WRITTEN INSTRUCTION A:
In the article about outsourcing training, what is the average first-year LMS implementation cost per learner for companies with in-house training?

EXCERPT PROVIDED:
THOUGH NOT FOR ALL, IT CAN BE MORE
INEXPENSIVE AND EFFICIENT OVER THE LONG HAUL
BY JERRY ROCHE
Certainly the main reason that business executives
choose to outsource their training function to an
external service provider is because of its
bottom-line (read financial) advantages. But another
good reason is that a training partner can provide
an organization’s employees with access to
cutting-edge philosophies, tools and practices. In
addition, outsourcing the training function can free
up or facilitate reallocation of a company’s
existing resources.
“While outsourcing isn’t right for every
organization, it is an option that should be
considered and evaluated by managers on a periodic
basis,” notes Josh Bersin, president of Bersin &
Associates. “Studies show significant cost and
strategic benefits.”
This is not to say that internal training
organizations are inferior.
“Many internal training organizations do a great job
of meeting their customers’ needs,” adds Dan Miller,
vice president of General Physics Corp. “They just
aren’t as efficient, effective or as experienced as
a company whose core business is training.”
WHY OUTSOURCE?
Bersin points to the money-saving advantages of
outsourcing the training function:
>>
LMS implementation costs: Research shows that in the
first year of LMS implementation, companies with
inhouse training spend an average of $392 per
learner, compared to $328 for companies that
outsource.
>>
Operational costs: Outsourcers can take advantage of
economies of scale and efficiencies of
centralization that are not available to in-house
staffs.
>>
Reduction in technical staff: “Research shows that
companies that use outsourced technology platforms
are able to reduce their technical staffs by almost
half, compared to companies with internally managed
systems,” Bersin notes. And don’t overlook
peripheral values to your company.
>>
Focus on core business: “After all, every company
has a limited number of human resources, ”Miller
observes.

WRITTEN INSTRUCTION B:
Gather every line of the entries below that contains the string "face". Case counts.

MATERIAL PROVIDED:
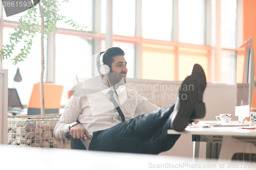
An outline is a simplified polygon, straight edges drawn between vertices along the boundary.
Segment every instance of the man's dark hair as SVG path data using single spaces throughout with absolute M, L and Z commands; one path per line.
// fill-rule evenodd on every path
M 105 52 L 100 52 L 97 56 L 97 68 L 98 68 L 98 72 L 103 79 L 104 76 L 100 73 L 99 68 L 100 68 L 100 62 L 99 61 L 100 55 Z M 112 47 L 108 49 L 103 57 L 103 63 L 104 64 L 108 65 L 111 70 L 111 64 L 114 61 L 113 57 L 116 56 L 124 56 L 124 52 L 119 47 Z

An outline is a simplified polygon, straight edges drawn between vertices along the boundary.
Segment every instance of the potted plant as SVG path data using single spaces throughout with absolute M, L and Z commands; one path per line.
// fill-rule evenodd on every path
M 22 0 L 20 0 L 22 1 Z M 67 18 L 58 14 L 62 3 L 69 3 L 68 0 L 33 0 L 35 5 L 28 10 L 26 15 L 19 19 L 19 24 L 15 31 L 10 34 L 10 44 L 3 45 L 3 50 L 0 51 L 0 58 L 3 59 L 11 58 L 13 64 L 18 62 L 24 61 L 30 54 L 33 43 L 33 38 L 37 34 L 41 33 L 41 76 L 40 81 L 40 90 L 41 96 L 41 116 L 45 116 L 45 101 L 44 96 L 44 72 L 45 69 L 45 53 L 44 39 L 49 34 L 55 33 L 57 31 L 56 23 L 58 21 L 66 19 L 65 23 L 71 25 L 76 30 L 85 31 L 87 28 L 79 25 L 73 20 L 67 20 Z M 15 44 L 21 43 L 24 36 L 29 37 L 29 40 L 23 41 L 25 44 L 20 49 L 20 53 L 16 56 L 12 55 Z

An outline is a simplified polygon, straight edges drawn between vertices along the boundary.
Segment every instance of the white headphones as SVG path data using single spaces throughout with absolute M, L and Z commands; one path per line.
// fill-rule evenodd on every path
M 110 67 L 104 64 L 103 63 L 103 57 L 104 56 L 104 54 L 105 52 L 103 53 L 100 55 L 100 57 L 99 59 L 99 61 L 100 63 L 100 67 L 99 68 L 99 71 L 102 75 L 108 75 L 110 72 Z

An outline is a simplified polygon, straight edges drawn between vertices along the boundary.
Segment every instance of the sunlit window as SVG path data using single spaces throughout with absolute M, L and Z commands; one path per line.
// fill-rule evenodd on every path
M 144 43 L 142 52 L 142 79 L 175 80 L 174 46 Z
M 80 26 L 86 26 L 86 31 L 93 30 L 93 1 L 69 1 L 69 3 L 62 3 L 58 14 L 67 17 L 57 22 L 57 27 L 74 29 L 73 25 L 65 23 L 65 21 L 72 19 Z
M 14 31 L 14 29 L 4 28 L 3 37 L 4 45 L 10 44 L 9 34 L 12 33 Z M 29 40 L 29 39 L 24 37 L 23 40 Z M 24 61 L 18 62 L 16 65 L 13 65 L 13 60 L 11 60 L 10 58 L 3 61 L 3 68 L 8 69 L 8 88 L 15 88 L 17 89 L 23 105 L 28 104 L 34 83 L 40 82 L 41 76 L 40 40 L 40 34 L 37 35 L 32 39 L 33 44 L 30 54 L 28 55 L 27 58 L 25 59 Z M 45 41 L 45 56 L 46 56 L 46 41 Z M 24 43 L 20 41 L 20 43 L 18 43 L 15 46 L 13 54 L 12 55 L 11 58 L 14 58 L 15 55 L 20 52 L 20 48 L 24 47 Z M 46 80 L 47 62 L 47 58 L 45 57 L 44 82 Z M 14 82 L 13 80 L 17 67 L 19 69 L 19 72 L 22 78 L 22 81 L 20 82 Z
M 134 36 L 135 0 L 113 0 L 113 34 Z
M 106 0 L 101 0 L 101 33 L 106 33 Z
M 206 80 L 208 76 L 208 51 L 181 47 L 179 50 L 179 80 L 183 81 L 187 76 L 189 68 L 195 64 L 204 69 Z
M 204 44 L 204 0 L 179 0 L 179 41 Z
M 237 1 L 221 1 L 221 46 L 235 48 L 237 47 Z
M 67 101 L 67 92 L 73 87 L 75 75 L 78 78 L 92 77 L 94 56 L 91 39 L 56 34 L 55 45 L 55 83 L 63 86 L 60 104 L 64 105 Z
M 223 50 L 221 57 L 221 82 L 234 84 L 237 82 L 237 56 L 234 51 Z
M 173 1 L 142 0 L 142 37 L 172 39 Z

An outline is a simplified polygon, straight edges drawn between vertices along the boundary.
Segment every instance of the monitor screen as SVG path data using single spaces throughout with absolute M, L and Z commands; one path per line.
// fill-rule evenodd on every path
M 8 108 L 14 107 L 23 108 L 16 89 L 8 88 Z
M 249 117 L 254 83 L 254 57 L 251 38 L 238 49 L 236 116 Z

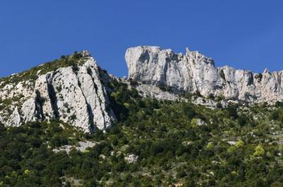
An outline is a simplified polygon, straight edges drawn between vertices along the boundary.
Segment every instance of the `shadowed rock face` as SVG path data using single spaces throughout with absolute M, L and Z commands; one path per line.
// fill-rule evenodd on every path
M 8 109 L 13 111 L 12 115 L 5 109 L 0 110 L 0 122 L 20 126 L 28 121 L 58 119 L 85 132 L 111 126 L 115 117 L 108 107 L 100 70 L 93 58 L 85 57 L 80 65 L 40 76 L 34 85 L 27 87 L 27 83 L 23 81 L 0 89 L 0 95 L 6 100 L 14 100 L 23 93 L 21 99 L 8 106 Z
M 185 55 L 158 47 L 129 48 L 125 54 L 129 78 L 149 85 L 171 88 L 177 92 L 200 92 L 248 102 L 283 99 L 283 72 L 255 73 L 224 66 L 187 49 Z

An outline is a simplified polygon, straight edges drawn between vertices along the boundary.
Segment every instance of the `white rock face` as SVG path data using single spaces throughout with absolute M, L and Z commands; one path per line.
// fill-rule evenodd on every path
M 255 73 L 224 66 L 187 49 L 185 55 L 158 47 L 129 48 L 125 54 L 129 78 L 148 85 L 171 88 L 178 92 L 200 92 L 248 102 L 283 99 L 283 71 Z
M 13 111 L 11 114 L 0 108 L 0 122 L 6 126 L 20 126 L 57 118 L 85 132 L 111 126 L 115 117 L 108 107 L 100 70 L 93 58 L 84 55 L 87 55 L 86 59 L 82 65 L 76 68 L 60 68 L 40 76 L 34 86 L 23 87 L 23 83 L 21 83 L 0 89 L 2 99 L 13 101 L 21 97 L 8 106 L 8 111 Z

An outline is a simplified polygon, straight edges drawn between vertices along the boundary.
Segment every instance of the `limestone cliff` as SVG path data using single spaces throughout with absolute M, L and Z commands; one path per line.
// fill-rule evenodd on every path
M 20 126 L 58 119 L 85 132 L 105 129 L 115 117 L 101 73 L 94 59 L 82 52 L 1 79 L 0 122 Z
M 248 102 L 283 99 L 283 71 L 262 73 L 216 68 L 212 59 L 198 52 L 175 54 L 158 47 L 140 46 L 127 50 L 129 78 L 147 85 L 166 87 L 175 92 L 200 92 Z

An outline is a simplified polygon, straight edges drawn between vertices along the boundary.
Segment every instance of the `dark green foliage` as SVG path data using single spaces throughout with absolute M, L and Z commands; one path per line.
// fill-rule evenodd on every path
M 59 121 L 1 125 L 0 183 L 74 186 L 74 179 L 81 186 L 282 186 L 282 147 L 271 133 L 271 127 L 282 133 L 280 107 L 212 110 L 142 98 L 116 80 L 109 85 L 118 121 L 105 133 L 83 134 Z M 263 119 L 254 118 L 258 115 Z M 82 140 L 98 143 L 83 152 L 52 151 Z M 129 154 L 138 156 L 137 162 L 125 161 Z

RESPONSE A:
An average of $392 per learner.

RESPONSE B:
Segment every instance of the `shadowed rock face` as SVG path data using single spaces throughout with absolute M, L and Z commands; one path per line.
Segment every instance of the `white rock face` as SVG path data using single spaces throughout with absolute M, L and Z commands; one path per line.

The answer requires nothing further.